Word for word, return the entries listed below.

┌─ Entries provided

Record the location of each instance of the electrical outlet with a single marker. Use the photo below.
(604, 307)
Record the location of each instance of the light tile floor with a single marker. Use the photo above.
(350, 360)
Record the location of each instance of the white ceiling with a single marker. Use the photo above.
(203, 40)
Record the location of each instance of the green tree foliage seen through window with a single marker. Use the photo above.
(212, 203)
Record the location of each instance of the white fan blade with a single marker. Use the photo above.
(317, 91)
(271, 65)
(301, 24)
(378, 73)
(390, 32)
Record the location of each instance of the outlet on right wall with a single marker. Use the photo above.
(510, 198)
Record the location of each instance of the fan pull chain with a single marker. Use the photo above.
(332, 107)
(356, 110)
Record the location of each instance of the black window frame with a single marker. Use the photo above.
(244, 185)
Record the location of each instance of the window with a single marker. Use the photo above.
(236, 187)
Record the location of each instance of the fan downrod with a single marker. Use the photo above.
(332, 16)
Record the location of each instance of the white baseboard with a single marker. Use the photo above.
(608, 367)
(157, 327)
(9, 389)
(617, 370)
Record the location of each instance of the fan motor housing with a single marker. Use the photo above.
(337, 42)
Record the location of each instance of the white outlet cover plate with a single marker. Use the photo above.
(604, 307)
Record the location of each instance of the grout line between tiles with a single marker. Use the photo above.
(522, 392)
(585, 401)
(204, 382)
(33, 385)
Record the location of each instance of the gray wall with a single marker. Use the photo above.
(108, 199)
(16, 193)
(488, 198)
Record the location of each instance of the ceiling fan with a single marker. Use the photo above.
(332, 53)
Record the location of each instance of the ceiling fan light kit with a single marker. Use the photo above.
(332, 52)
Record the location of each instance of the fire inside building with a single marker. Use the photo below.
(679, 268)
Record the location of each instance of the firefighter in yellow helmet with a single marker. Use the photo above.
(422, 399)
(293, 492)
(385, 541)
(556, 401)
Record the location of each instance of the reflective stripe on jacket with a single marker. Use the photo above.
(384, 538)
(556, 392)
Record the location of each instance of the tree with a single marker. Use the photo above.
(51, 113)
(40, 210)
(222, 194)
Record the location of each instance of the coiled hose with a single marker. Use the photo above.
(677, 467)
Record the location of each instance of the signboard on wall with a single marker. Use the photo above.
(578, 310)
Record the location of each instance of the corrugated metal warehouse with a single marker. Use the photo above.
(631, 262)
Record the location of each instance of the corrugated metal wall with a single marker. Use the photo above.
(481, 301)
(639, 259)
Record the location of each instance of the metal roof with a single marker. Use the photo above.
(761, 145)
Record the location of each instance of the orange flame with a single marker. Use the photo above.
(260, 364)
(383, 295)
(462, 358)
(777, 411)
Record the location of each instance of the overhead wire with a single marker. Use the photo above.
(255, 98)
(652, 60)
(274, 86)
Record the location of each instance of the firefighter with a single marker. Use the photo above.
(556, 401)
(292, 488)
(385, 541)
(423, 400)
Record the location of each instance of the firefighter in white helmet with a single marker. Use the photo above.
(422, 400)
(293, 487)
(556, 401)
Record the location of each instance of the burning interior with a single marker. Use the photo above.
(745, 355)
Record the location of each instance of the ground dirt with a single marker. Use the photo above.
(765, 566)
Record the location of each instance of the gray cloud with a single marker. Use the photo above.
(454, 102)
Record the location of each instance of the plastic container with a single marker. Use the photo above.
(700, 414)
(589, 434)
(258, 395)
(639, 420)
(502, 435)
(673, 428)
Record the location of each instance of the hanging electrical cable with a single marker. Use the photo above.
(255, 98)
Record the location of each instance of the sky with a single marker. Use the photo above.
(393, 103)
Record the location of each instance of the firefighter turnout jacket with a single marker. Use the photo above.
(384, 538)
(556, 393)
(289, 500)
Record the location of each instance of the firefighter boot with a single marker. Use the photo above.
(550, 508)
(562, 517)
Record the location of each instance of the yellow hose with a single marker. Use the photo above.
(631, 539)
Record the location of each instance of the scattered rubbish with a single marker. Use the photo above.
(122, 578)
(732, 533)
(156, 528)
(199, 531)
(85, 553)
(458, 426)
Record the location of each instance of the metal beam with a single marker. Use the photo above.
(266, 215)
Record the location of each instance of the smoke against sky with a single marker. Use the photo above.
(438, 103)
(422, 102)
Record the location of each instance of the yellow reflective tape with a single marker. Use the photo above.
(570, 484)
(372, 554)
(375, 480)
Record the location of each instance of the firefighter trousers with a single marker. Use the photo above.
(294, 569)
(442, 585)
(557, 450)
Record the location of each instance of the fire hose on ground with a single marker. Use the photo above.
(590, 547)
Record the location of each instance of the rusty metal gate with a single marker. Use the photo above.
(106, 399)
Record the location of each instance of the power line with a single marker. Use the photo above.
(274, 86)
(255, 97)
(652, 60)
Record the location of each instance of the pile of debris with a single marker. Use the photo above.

└─

_Result for this exercise_.
Record the location of each instance of the electrical outlet with a single marker. Use the photo below.
(604, 307)
Record the location of each instance of the light tile floor with a single marker. Use the photo above.
(350, 360)
Record the location of each instance of the white ceiling with a single marker. Use the photo above.
(203, 40)
Record the location of each instance of the green tree foliage seen through window with a single marker. Use the photo above.
(212, 203)
Record the location of each instance of the white fan blade with a single marker. Use the photo above.
(317, 91)
(271, 65)
(301, 24)
(378, 73)
(390, 32)
Record the location of each instance of the outlet on right wall with a single marker. Use the photo above.
(510, 198)
Record the location of each instance of the fan pull chain with a single marker. Use the photo above.
(332, 107)
(356, 110)
Record the location of each instance of the black window frame with a single marker. Use the photo above.
(244, 185)
Record the location of each instance of the window with a single marker. Use the photo above.
(236, 187)
Record the location of each instance of the fan downrod with a single marker. Use the photo above.
(332, 16)
Record the location of each instance of the white baseboard with a single marker. Use the photo above.
(608, 367)
(157, 327)
(9, 389)
(617, 370)
Record the location of each instance of the fan motor housing with a single marker. Use the photo above.
(337, 42)
Record the location of each instance of the white outlet cover plate with a single marker. Use the photo above.
(604, 307)
Record the location of each instance of the grout line between tiles with a single marker. Use the photo above.
(522, 392)
(585, 401)
(204, 382)
(33, 385)
Record the location of each instance of the gray wall with a single marker. Use the photo above.
(108, 199)
(16, 193)
(488, 198)
Record the location of each instance of the ceiling fan with a single marker. Use the photo above.
(332, 53)
Record the location of each instance of the ceiling fan light kit with a single marker. Use the photo above.
(332, 52)
Record the location of each instance of the fire inside building with a single marker. Use the photo below.
(679, 268)
Record the location of each instance of the firefighter in yellow helmet with a single marker. Use the photo above.
(422, 399)
(293, 492)
(385, 541)
(556, 401)
Record the location of each instance of the reflective stripe on jacket with a single marker. Use the photo above.
(384, 538)
(556, 392)
Record the location of each instance of the tree with a single marker. Use the photo above.
(51, 113)
(40, 210)
(222, 194)
Record the location of each instance of the coiled hose with a single marker. Use the photo above.
(677, 467)
Record the location of each instance of the signboard on wall with a single marker. Use the photo above.
(578, 310)
Record the location of each instance of the corrugated metal warehouse with a single marker. Use the photo above.
(631, 262)
Record the location of each instance of the corrugated metal wall with a single marker. Use the photo above.
(481, 301)
(639, 259)
Record the location of each instance of the metal roof with a single marker. Use the photo above.
(761, 145)
Record the location of each instance of the orange flame with a single marker. Use the photo above.
(260, 364)
(383, 295)
(462, 358)
(777, 411)
Record the location of each instance of the overhead wire with a single marker. Use the photo above.
(255, 98)
(652, 60)
(274, 86)
Record the location of each instance of the firefighter with a single marker. Use the photo above.
(556, 401)
(292, 488)
(385, 541)
(423, 400)
Record the location of each instance of the firefighter in white helmet with a single marker. Use the photo above.
(422, 400)
(293, 487)
(556, 401)
Record the location of each instance of the burning interior with a single marker. Use the photo above.
(745, 355)
Record the location of each instance of the ground dirt with a single marker. Use the photo above.
(765, 566)
Record the location of each instance of the gray cloud with a single marker. Use the photo above.
(454, 102)
Record the location of each instance of the plastic container with a single marker. Use the photo above.
(700, 414)
(589, 434)
(258, 395)
(639, 420)
(502, 435)
(673, 428)
Record the location of each instance of the hanging electrical cable with a single marker. Use the photo above.
(255, 98)
Record the location of each instance of the sky with a single marker. Use the photo above.
(393, 103)
Record the location of each instance of the firefighter turnout jacket with a single marker. Use the photo above.
(384, 538)
(556, 393)
(289, 500)
Record the location of each instance of the firefighter boot with a single marker. Use the photo above.
(550, 508)
(562, 517)
Record the location of each instance of the yellow hose with a single marker. Use the photo above.
(631, 539)
Record the location of each instance of the scattered rubbish with a single marker. Use the photo above.
(122, 578)
(732, 533)
(156, 528)
(199, 531)
(85, 553)
(458, 426)
Record the location of each instance of the metal beam with a single marker. Use the photo above.
(266, 215)
Record the location of each instance of the smoke against sky with a single marker. Use the photo above.
(438, 103)
(422, 102)
Record the location of each instance of the yellow reflective tape with a single marker. Use the photo above.
(570, 484)
(372, 554)
(375, 480)
Record the location of each instance of the firefighter trousers with a single marker. Use the photo above.
(294, 569)
(442, 585)
(557, 450)
Record the location of each instance of the fire hose on ground with a single marker. Use the photo above.
(590, 547)
Record the location of each instance of the rusty metal gate with a single marker. Use the photo above.
(106, 399)
Record the location of each instance of the power line with a single marker. Use the photo above.
(274, 86)
(255, 97)
(652, 60)
Record the location of each instance of the pile of debris with a single marker. Use the photo above.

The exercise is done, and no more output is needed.